EXTRACT -
•••

The LP5862 device uses time-multiplexing matrix scheme to support up to 36 LED dots with a single chip. The device integrates 18 current sinks with 2 scan lines to drive 18 × 2 = 36 LED dots or 6 × 2 = 12 RGB pixels. In matrix control scheme, the device scans from Line 0 to Line 1 sequentially as shown in Figure 8-1. Current gain and PWM duty registers are programmable for each LED dot to support individual analog and PWM dimming.

Figure 8-1 Scan Line Control Scheme

There are two high-side p-channel MOSFETs (PMOS) integrated in LP5862 device. Users can flexibly set the active scan numbers from 1 to 2 by configuring the 'Max_Line_Num' in Dev_initial register. The time-multiplexing matrix timing sequence follows the Figure 8-2.

Figure 8-2 Time-Multiplexing Matrix Timing Sequence

One cycle time of the line switching can be calculated as below:

Equation 1. tline_switch = tPWM + tSW_BLK + 2 × tphase_shift
  • tPWM is the current sink active time, which equals to 8 us (PWM frequency set at 125 kHz) or 16 us (PWM frequency set at 62.5 kHz) by configuring 'PWM_Fre' in Dev_initial register.

•••

Portion of a data file:
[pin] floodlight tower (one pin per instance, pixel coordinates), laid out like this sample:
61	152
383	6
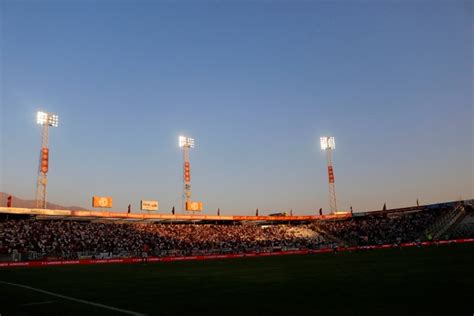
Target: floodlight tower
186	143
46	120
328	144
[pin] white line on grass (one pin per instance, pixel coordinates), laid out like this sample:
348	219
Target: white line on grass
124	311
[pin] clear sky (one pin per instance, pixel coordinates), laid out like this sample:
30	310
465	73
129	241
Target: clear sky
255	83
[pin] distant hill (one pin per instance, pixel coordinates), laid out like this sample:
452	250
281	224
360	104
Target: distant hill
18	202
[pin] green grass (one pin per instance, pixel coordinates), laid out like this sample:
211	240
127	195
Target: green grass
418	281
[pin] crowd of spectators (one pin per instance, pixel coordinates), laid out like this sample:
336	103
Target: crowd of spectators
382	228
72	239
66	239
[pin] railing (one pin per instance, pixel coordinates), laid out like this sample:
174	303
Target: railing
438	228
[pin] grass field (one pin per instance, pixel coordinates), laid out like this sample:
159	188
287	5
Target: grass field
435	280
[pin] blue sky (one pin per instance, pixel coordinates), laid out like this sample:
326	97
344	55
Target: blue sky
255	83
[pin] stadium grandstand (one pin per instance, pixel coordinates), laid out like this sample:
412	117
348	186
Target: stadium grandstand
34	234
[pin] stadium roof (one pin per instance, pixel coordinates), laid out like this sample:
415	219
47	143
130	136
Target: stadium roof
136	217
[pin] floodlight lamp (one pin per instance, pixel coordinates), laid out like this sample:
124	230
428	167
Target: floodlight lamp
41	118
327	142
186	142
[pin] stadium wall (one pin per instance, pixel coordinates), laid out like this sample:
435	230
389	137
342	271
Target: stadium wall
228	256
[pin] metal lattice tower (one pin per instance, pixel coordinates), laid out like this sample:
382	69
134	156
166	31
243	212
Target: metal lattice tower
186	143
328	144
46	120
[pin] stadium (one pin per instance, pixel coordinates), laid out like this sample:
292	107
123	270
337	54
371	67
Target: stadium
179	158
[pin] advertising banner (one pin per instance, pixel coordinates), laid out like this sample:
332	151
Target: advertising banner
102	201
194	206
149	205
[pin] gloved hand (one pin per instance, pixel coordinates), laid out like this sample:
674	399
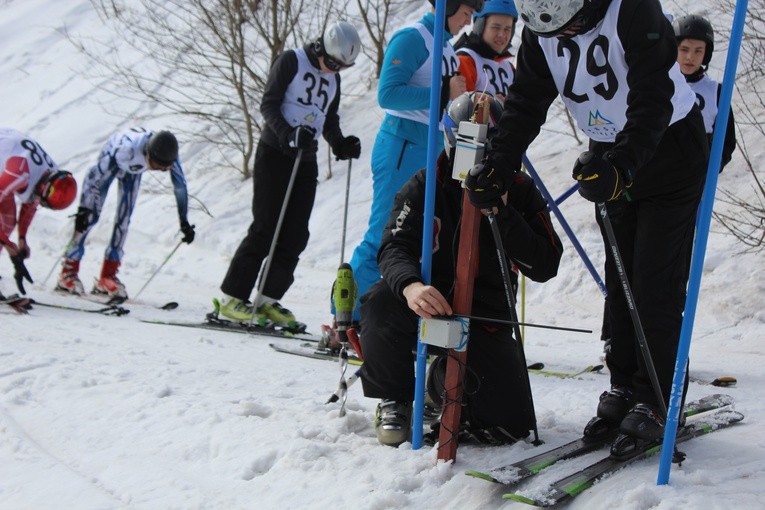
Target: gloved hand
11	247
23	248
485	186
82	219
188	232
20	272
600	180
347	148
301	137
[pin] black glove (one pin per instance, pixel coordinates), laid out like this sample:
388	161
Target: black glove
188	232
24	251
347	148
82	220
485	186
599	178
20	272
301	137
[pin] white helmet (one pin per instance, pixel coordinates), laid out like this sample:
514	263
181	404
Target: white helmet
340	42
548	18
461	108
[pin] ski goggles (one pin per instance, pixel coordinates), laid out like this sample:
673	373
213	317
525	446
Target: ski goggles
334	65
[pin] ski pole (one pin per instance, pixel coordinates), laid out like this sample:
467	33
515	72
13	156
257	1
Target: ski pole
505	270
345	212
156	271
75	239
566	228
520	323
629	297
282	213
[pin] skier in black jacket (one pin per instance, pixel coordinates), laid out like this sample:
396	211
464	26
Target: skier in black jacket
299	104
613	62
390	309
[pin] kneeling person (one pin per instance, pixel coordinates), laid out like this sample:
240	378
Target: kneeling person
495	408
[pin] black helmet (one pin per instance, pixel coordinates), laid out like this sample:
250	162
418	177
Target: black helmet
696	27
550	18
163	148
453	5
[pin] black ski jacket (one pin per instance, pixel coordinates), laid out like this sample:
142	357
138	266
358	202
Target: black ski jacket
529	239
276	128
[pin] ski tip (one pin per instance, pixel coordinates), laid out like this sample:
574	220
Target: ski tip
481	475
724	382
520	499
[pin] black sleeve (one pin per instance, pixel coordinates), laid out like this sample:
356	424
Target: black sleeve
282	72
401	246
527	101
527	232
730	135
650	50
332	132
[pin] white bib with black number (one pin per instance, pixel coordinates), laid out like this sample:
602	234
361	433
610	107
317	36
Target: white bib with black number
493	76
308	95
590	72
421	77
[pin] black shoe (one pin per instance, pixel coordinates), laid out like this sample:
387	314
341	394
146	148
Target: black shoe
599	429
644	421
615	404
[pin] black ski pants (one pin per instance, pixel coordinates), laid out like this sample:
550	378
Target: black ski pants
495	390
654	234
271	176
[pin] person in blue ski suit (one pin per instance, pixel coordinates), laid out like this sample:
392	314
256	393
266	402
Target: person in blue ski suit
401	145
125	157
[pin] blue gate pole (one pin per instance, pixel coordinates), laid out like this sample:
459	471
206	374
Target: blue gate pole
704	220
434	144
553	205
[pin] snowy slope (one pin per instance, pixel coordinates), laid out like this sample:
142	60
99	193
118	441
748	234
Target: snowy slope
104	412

•••

YOUR TASK - Please continue the passage on the LP5862 LED driver, beginning right after its final sentence.

RESPONSE BELOW -
  • tSW_BLK is the switch blank time, which equals to 1 us or 0.5 us by configuring 'SW_BLK' in Dev_config1 register.
  • tphase_shift is the PWM phase shift time, which equals to 0 or 125 ns by configuring 'PWM_Phase_Shift' in Dev_config1 register.

Total display time for one complete sub-period is tsub_period and it can be calculated by the following equation:

Equation 2. tsub_period = tline_switch × Scan_line#
  • Scan_line# is the scan line number determined by 'Max_Line_Num' in Dev_initial register.

The time-multiplexing matrix scheme time diagram is shown in Figure 8-3. The tCS_ON_Shift is the current sink turning on shift by configuring 'CS_ON_Shift' bit in Dev_config1 register.

Figure 8-3 Time-Multiplexing Matrix Timing Diagram

The LP5862 device implements deghosting and low brightness compensation to remove the side effects of matrix topology:

  • Deghosting: both upside deghosting and downside deghosting are implemented to eliminate the LED's unexpected weak turn-on.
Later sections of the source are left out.